**Exercise text:**
HIV research update: Late January 2016



A large volume of HIV and AIDS research enters the medical literature every month. It’s difficult to monitor everything, so here’s a quick look at some notable news items and journal articles published over the past few weeks.

Researchers have identified the molecular mechanisms by which the Tat protein made by HIV interacts with the host cell to activate or repress several hundred human genes. “The findings clearly suggest that blocking Tat activity may be of therapeutic value to HIV patients,” said Dr. Iván D’Orso of the department of microbiology at University of Texas Southwestern, Dallas, who is senior author of the study. The study provides insights into HIV’s ability to survive despite antiretroviral therapy, findings that could lead to new therapeutic targets or ways to make current therapies more effective.

**Problem set:**
#1 According to the HIV research update, at which university is Dr. Iván D’Orso's department located?
#2 Decide whether each statement agrees with the HIV research update, and quote the words that settle it: (a) Dr. D’Orso is the senior author of the study. (b) The Tat protein is made by the host cell. (c) The Tat protein acts on only a handful of human genes.
#3 Write the next part of the HIV research update, starting after its final sentence.

**Supplied data:**

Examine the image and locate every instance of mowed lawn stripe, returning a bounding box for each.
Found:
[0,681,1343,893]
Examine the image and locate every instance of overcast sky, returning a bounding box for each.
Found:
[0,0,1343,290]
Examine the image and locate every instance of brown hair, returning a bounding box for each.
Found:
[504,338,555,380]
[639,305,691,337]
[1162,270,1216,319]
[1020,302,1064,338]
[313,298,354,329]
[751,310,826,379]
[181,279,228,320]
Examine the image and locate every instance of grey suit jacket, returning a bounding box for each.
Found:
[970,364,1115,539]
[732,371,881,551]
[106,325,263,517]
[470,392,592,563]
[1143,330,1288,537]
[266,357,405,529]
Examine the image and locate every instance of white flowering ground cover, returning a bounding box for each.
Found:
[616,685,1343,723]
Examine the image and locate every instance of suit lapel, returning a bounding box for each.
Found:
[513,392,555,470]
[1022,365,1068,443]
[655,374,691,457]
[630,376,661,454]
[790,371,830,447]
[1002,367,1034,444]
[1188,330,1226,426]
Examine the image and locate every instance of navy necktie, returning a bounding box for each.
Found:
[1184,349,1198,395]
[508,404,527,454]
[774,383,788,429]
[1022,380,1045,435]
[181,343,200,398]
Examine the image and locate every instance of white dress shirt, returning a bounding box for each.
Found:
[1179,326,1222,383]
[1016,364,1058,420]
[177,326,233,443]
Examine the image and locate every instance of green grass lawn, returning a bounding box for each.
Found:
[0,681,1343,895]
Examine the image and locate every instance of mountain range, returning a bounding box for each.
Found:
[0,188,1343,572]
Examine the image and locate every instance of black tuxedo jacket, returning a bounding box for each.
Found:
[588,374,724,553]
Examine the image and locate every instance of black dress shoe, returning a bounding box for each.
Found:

**Answers by item:**
#1 University of Texas Southwestern, Dallas.

#2
(a) Yes: "who is senior author of the study."
(b) No: "the Tat protein made by HIV."
(c) No: "to activate or repress several hundred human genes."

#3
A study published in Nature found that HIV is still replicating in lymphoid tissue, even when it is undetectable in the blood of patients on antiretroviral drugs. The findings provide a new perspective on how the HIV virus rapidly rebounds in the blood if patients stop antiretroviral therapy. This suggests that long-lived latently infected cells and/or ongoing low levels of HIV replication maintain these viral reservoirs.

A research team at the University of Maryland, Baltimore, explored a potential interrelationship between smoking, highly active antiretroviral therapy (HAART), and HIV immune status. They discovered that HIV-positive status, along with concurrent tobacco smoking, is associated with declines in pulmonary function test in HIV-infected women, but that the use of HAART in patients appears to mitigate the increases in IL-8 levels in relation to immune status, based on CD4 count.

New research published in the Journal of Hospital Infection suggests that a treatment regimen of two nucleoside reverse transcriptase inhibitors plus efavirenz should not be used for HIV prophylaxis following occupational exposure, particularly in resource-limited settings. The study indicates that such a regimen was significantly associated with premature discontinuation of occupational postexposure prophylaxis among health care workers.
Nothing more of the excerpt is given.